Please render every line of the entries below as a JSON list of strings, one string per line, skipping any blank lines.

(A block of data)
"""
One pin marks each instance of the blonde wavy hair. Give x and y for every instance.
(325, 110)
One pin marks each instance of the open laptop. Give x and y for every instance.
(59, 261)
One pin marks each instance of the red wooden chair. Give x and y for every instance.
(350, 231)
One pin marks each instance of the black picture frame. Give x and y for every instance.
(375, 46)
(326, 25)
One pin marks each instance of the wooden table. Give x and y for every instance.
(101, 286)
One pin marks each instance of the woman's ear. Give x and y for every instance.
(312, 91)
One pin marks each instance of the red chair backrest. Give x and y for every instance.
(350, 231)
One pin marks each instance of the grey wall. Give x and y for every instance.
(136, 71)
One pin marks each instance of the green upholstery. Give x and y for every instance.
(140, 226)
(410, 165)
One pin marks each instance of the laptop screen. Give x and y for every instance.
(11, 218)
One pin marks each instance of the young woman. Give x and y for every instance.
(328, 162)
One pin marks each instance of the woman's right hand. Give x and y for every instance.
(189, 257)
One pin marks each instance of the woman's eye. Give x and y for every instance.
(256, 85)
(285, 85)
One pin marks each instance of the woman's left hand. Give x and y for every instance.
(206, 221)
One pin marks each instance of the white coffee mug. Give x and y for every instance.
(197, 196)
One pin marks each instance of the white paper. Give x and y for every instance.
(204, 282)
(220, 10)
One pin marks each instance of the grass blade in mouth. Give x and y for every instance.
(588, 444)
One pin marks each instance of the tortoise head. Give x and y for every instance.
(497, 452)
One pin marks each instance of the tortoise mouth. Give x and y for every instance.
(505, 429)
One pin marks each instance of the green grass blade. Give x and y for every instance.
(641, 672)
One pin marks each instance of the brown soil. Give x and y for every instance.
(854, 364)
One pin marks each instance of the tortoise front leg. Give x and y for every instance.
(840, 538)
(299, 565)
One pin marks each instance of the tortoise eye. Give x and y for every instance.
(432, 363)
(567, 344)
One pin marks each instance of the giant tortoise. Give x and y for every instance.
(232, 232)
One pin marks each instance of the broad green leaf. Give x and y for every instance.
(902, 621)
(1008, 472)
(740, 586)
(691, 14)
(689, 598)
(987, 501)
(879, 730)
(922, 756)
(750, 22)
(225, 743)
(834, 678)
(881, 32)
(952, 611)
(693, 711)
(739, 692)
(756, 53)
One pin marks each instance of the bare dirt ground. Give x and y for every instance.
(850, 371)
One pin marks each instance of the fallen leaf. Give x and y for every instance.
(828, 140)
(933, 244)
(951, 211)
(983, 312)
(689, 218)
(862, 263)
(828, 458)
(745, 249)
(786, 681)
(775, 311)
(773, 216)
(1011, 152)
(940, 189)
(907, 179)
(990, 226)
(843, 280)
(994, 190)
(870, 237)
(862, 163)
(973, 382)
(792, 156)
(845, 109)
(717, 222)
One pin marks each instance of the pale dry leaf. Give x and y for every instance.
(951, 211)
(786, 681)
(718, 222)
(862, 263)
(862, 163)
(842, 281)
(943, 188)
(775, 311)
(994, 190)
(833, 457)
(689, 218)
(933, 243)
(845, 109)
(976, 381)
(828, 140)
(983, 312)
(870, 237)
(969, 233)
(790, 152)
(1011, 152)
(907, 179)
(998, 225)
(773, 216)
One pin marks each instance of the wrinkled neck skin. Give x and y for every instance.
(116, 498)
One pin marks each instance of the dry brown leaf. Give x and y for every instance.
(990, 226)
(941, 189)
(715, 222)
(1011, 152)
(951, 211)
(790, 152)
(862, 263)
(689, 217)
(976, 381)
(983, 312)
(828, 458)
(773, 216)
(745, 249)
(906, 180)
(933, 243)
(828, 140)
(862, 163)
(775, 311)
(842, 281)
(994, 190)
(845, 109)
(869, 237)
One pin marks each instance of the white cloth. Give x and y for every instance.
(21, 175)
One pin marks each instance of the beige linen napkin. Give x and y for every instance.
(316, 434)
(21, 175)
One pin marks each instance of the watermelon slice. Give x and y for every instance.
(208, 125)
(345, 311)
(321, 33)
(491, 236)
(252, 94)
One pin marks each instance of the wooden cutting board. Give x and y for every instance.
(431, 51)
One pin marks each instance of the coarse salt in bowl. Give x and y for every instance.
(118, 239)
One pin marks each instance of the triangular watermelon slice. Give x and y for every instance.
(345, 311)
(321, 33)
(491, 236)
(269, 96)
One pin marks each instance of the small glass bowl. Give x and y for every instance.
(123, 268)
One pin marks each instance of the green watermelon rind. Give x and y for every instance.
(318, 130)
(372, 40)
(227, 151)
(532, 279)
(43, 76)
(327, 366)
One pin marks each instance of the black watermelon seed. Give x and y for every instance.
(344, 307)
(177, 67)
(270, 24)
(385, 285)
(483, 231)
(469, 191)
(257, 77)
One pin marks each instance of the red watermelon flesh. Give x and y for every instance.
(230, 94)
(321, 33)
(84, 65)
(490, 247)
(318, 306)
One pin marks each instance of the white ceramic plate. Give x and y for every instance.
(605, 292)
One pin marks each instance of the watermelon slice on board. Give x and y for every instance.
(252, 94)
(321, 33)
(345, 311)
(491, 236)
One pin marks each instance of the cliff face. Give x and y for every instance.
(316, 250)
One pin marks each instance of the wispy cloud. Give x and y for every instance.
"""
● Response
[
  "One pin marks each instance of the blonde wavy hair. Give x and y for every instance.",
  "(325, 110)",
  "One pin marks each instance of the open laptop. Give x and y for every instance.",
  "(59, 261)",
  "One pin marks each instance of the red wooden chair. Give x and y for every instance.",
  "(350, 231)",
  "One pin marks each instance of the black picture frame. Give x and y for every instance.",
  "(375, 46)",
  "(326, 25)",
  "One pin marks each instance of the wooden table. Give x and y for every instance.",
  "(101, 286)",
  "One pin marks each instance of the woman's ear. Give x and y for every instance.",
  "(312, 91)",
  "One pin marks each instance of the red chair backrest. Give x and y for every instance.",
  "(350, 231)",
  "One pin marks each instance of the grey wall. Give x and y for every instance.",
  "(136, 71)",
  "One pin marks each instance of the green upholstery. Give x and y for every instance.",
  "(140, 226)",
  "(410, 165)",
  "One pin marks each instance of the laptop screen. Give x and y for every instance.",
  "(11, 218)",
  "One pin marks each instance of the young woman. Give x and y for every instance.",
  "(328, 162)",
  "One pin marks each instance of the woman's right hand. Give x and y for every instance.",
  "(189, 257)",
  "One pin marks each instance of the woman's eye. Give x and y for every instance.",
  "(256, 85)",
  "(285, 85)",
  "One pin marks each instance of the woman's left hand. Give x and y for every instance.",
  "(206, 221)",
  "One pin marks each instance of the white coffee mug. Give x and y for every instance.",
  "(197, 196)",
  "One pin marks each instance of the white paper. Give x and y for every instance.",
  "(204, 282)",
  "(220, 10)",
  "One pin marks each instance of the grass blade in mouth. Give x and y for every instance.",
  "(588, 444)",
  "One pin marks each instance of the tortoise head. Give x and y for every instance.",
  "(497, 452)",
  "One pin marks each instance of the tortoise mouth. Give x and y for every instance.",
  "(505, 429)",
  "One pin marks each instance of the green grass blade. Give x and y for every instance.",
  "(641, 672)",
  "One pin marks each instance of the brown soil. Give x and y for every instance.",
  "(854, 364)",
  "One pin marks each instance of the tortoise front leg. Give x and y for every instance.",
  "(840, 538)",
  "(299, 565)",
  "One pin marks each instance of the tortoise eye. Give x and y for every instance.",
  "(432, 363)",
  "(567, 344)",
  "One pin marks each instance of the giant tortoise. Give x and y for every instance.",
  "(232, 232)",
  "One pin marks each instance of the broad green leaf. Give x and y for every instance.",
  "(902, 621)",
  "(1008, 472)",
  "(740, 586)",
  "(691, 14)",
  "(689, 598)",
  "(987, 501)",
  "(879, 730)",
  "(922, 756)",
  "(750, 22)",
  "(225, 743)",
  "(834, 678)",
  "(881, 32)",
  "(952, 611)",
  "(693, 711)",
  "(739, 692)",
  "(756, 53)",
  "One pin marks each instance of the bare dirt ground. Give x and y for every instance.",
  "(850, 371)",
  "One pin marks each instance of the fallen leaf. Give x and y for every instance.",
  "(828, 140)",
  "(933, 244)",
  "(951, 211)",
  "(983, 312)",
  "(689, 218)",
  "(862, 263)",
  "(828, 458)",
  "(745, 249)",
  "(786, 681)",
  "(775, 311)",
  "(773, 216)",
  "(1011, 152)",
  "(940, 189)",
  "(907, 179)",
  "(990, 226)",
  "(843, 280)",
  "(994, 190)",
  "(870, 237)",
  "(862, 163)",
  "(973, 382)",
  "(792, 156)",
  "(845, 109)",
  "(717, 222)",
  "One pin marks each instance of the pale dry leaf. Give x and y for every instance.",
  "(951, 211)",
  "(786, 681)",
  "(718, 222)",
  "(862, 263)",
  "(862, 163)",
  "(842, 281)",
  "(943, 188)",
  "(775, 311)",
  "(994, 190)",
  "(833, 457)",
  "(689, 218)",
  "(933, 243)",
  "(845, 109)",
  "(976, 381)",
  "(828, 140)",
  "(983, 312)",
  "(870, 237)",
  "(969, 233)",
  "(790, 152)",
  "(1011, 152)",
  "(907, 179)",
  "(998, 225)",
  "(773, 216)",
  "One pin marks each instance of the wrinkled neck skin. Give x and y for every instance.",
  "(116, 498)",
  "One pin marks each instance of the dry brown leaf. Give x and y for every instance.",
  "(990, 226)",
  "(941, 189)",
  "(715, 222)",
  "(1011, 152)",
  "(951, 211)",
  "(790, 152)",
  "(862, 263)",
  "(689, 217)",
  "(976, 381)",
  "(983, 312)",
  "(828, 458)",
  "(773, 216)",
  "(745, 249)",
  "(906, 180)",
  "(933, 243)",
  "(828, 140)",
  "(862, 163)",
  "(775, 311)",
  "(842, 281)",
  "(994, 190)",
  "(845, 109)",
  "(869, 237)",
  "One pin marks each instance of the white cloth. Give x and y for every instance.",
  "(21, 175)",
  "One pin marks each instance of the beige linen napkin. Give x and y for every instance.",
  "(316, 434)",
  "(21, 175)",
  "One pin marks each instance of the watermelon slice. Give x and y for every instance.",
  "(208, 125)",
  "(345, 311)",
  "(321, 33)",
  "(491, 236)",
  "(252, 94)",
  "One pin marks each instance of the wooden cutting board. Give x and y for every instance.",
  "(431, 51)",
  "One pin marks each instance of the coarse salt in bowl. Give x and y for every instance.",
  "(118, 239)",
  "One pin marks each instance of the triangular watermelon slice. Give x and y for every instance.",
  "(345, 311)",
  "(321, 33)",
  "(491, 236)",
  "(269, 96)",
  "One pin marks each instance of the small glass bowl. Give x and y for every instance.",
  "(123, 268)",
  "One pin marks each instance of the green watermelon rind. Give x and y for every instance.",
  "(318, 130)",
  "(372, 40)",
  "(227, 151)",
  "(532, 279)",
  "(43, 76)",
  "(327, 366)",
  "One pin marks each instance of the black watermelon seed. Give x and y for every instance.",
  "(344, 307)",
  "(177, 67)",
  "(270, 24)",
  "(385, 285)",
  "(483, 231)",
  "(469, 191)",
  "(257, 77)",
  "One pin marks each instance of the red watermelon flesh. Give x and y for every instance.",
  "(230, 94)",
  "(321, 33)",
  "(84, 65)",
  "(490, 247)",
  "(318, 306)",
  "One pin marks each instance of the white ceramic plate. Give x and y for every instance.",
  "(605, 292)",
  "One pin marks each instance of the watermelon slice on board. Give x and y for every instance.",
  "(252, 94)",
  "(321, 33)",
  "(345, 311)",
  "(491, 236)",
  "One pin marks each instance of the cliff face. Give x and y for every instance.",
  "(316, 250)",
  "One pin marks each instance of the wispy cloud. Give x and y for every instance."
]